# [Excerpt to read]
New technique for ultrafast tumor therapy

For the first time, researchers at the Center for Proton Therapy at the Paul Scherrer Institute PSI in Switzerland have tested ultrafast, high-dose irradiation with protons. This new, experimental FLASH technique could revolutionize radiation therapy for cancer and save patients many weeks of treatment.

In nature, lightning strikes with a short, strong flash of light and a high energy discharge. In radiation medicine, FLASH also stands for ultrashort, high-dose, one-time irradiation, and in the future it could save patients many weeks of treatment. At the Center for Proton Therapy CPT, PSI researchers are testing whether FLASH is also suitable for proton irradiation using the spot-scanning technology developed at PSI. For their experiments, CPT head and chief physician Damien Weber and his team at PSI are collaborating with the Center hospitalier universitaire vaudois (CHUV) in Lausanne. There, with the approval of the Swiss Academy of Medical Sciences (SAMS), the only patient in the world to date has been irradiated using the FLASH technique in order to heal a malignant tumor in the skin. Unlike at PSI, the researchers at CHUV use electron beams. These are only suitable for very superficial tumors. In contrast, the protons used at PSI also reach tumors deep inside the body and can be stopped precisely at the site in the body where they should have their maximum effect on the cancer cells.

# [Study questions]
1/ Answer these questions using the article on ultrafast tumor therapy:
(a) At which institute is the Center for Proton Therapy located?
(b) Who is the head and chief physician of the CPT?
(c) What kind of beams do the researchers at CHUV use?
2/ Decide whether each statement agrees with the article on ultrafast tumor therapy, and quote the words that settle it.
(a) The patient at CHUV was irradiated with protons.
(b) Electron beams are suitable only for very superficial tumors.
(c) Damien Weber's team works together with CHUV in Lausanne.
3/ Continue the article on ultrafast tumor therapy, picking up right after its final sentence.

[Referring expression pointing data]
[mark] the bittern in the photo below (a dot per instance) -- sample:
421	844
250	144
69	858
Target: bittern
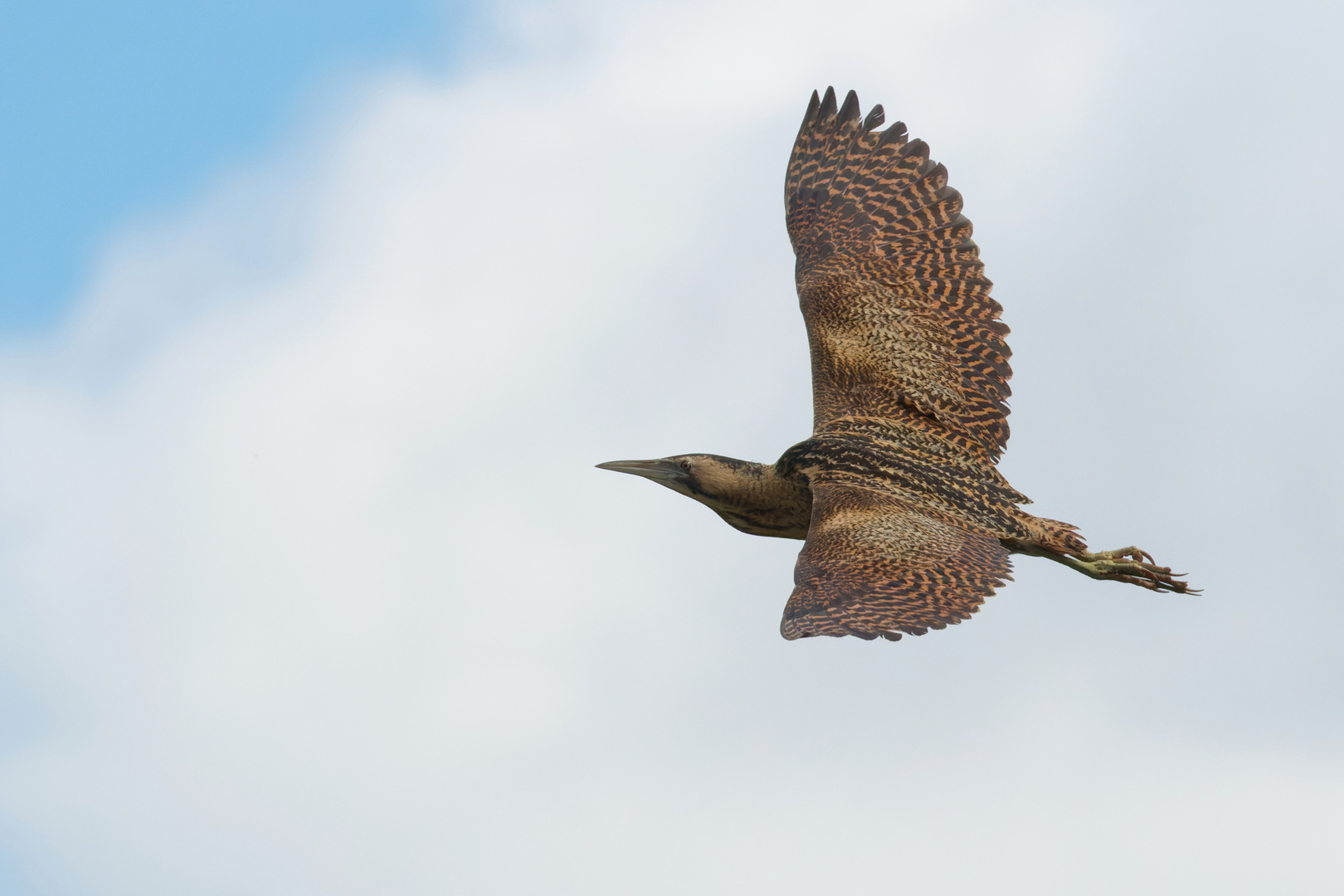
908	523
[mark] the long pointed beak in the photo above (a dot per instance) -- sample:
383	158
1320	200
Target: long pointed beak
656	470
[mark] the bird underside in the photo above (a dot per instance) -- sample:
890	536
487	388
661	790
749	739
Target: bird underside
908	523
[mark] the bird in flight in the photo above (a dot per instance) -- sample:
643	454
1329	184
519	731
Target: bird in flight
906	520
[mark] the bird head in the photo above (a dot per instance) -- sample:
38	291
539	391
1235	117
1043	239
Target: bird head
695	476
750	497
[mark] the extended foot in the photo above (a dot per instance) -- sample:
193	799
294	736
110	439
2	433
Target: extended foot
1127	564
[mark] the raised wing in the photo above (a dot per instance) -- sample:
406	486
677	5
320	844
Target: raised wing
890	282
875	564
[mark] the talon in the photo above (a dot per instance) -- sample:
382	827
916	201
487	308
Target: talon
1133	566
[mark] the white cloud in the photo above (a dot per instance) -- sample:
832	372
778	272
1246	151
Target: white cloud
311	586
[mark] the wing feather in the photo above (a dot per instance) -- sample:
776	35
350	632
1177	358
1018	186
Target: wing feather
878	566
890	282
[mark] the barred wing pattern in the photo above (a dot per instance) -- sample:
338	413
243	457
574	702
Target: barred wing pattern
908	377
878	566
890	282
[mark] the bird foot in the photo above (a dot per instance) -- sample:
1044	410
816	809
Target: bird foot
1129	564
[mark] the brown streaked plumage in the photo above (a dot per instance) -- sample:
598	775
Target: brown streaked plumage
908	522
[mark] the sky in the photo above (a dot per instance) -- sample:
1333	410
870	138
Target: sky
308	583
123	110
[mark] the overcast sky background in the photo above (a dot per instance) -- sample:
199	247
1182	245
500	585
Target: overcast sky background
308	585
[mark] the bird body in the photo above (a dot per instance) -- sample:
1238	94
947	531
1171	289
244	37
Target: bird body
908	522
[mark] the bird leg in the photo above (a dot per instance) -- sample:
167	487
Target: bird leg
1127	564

# [Answers]
1/
(a) The Paul Scherrer Institute PSI in Switzerland
(b) Damien Weber
(c) Electron beams

2/
(a) No: "Unlike at PSI, the researchers at CHUV use electron beams."
(b) Yes: "These are only suitable for very superficial tumors."
(c) Yes: "CPT head and chief physician Damien Weber and his team at PSI are collaborating with the Center hospitalier universitaire vaudois (CHUV) in Lausanne."

3/
Short and intense

“If we can achieve the high precision and the good outcome of proton therapy with FLASH irradiation without damaging healthy tissue, this would be a huge step forward,” says Damien Weber. Treatments could be much shorter and less stressful for patients. “If the principle works, the patients would only have to come for radiation treatment a few times, ideally only one to five times. The treatment appointments that open up as a result would be available to other cancer patients.” Because of the extremely short irradiation, it is even possible to use the FLASH technique to treat tissue in the lungs, which changes its position with every breath. However, before the process is technically mature enough to be used routinely with patients, it will take many years of technical development and a great many tests. With FLASH, a radiation dose rate of up to 1,000 gray per second is applied; that is a radiation dose per second roughly a hundred times higher than in the usual treatments. This destroys the tumor cells very effectively. “But first and foremost, we need evidence that proton irradiation with the FLASH technique does not damage healthy body tissue,” says Weber.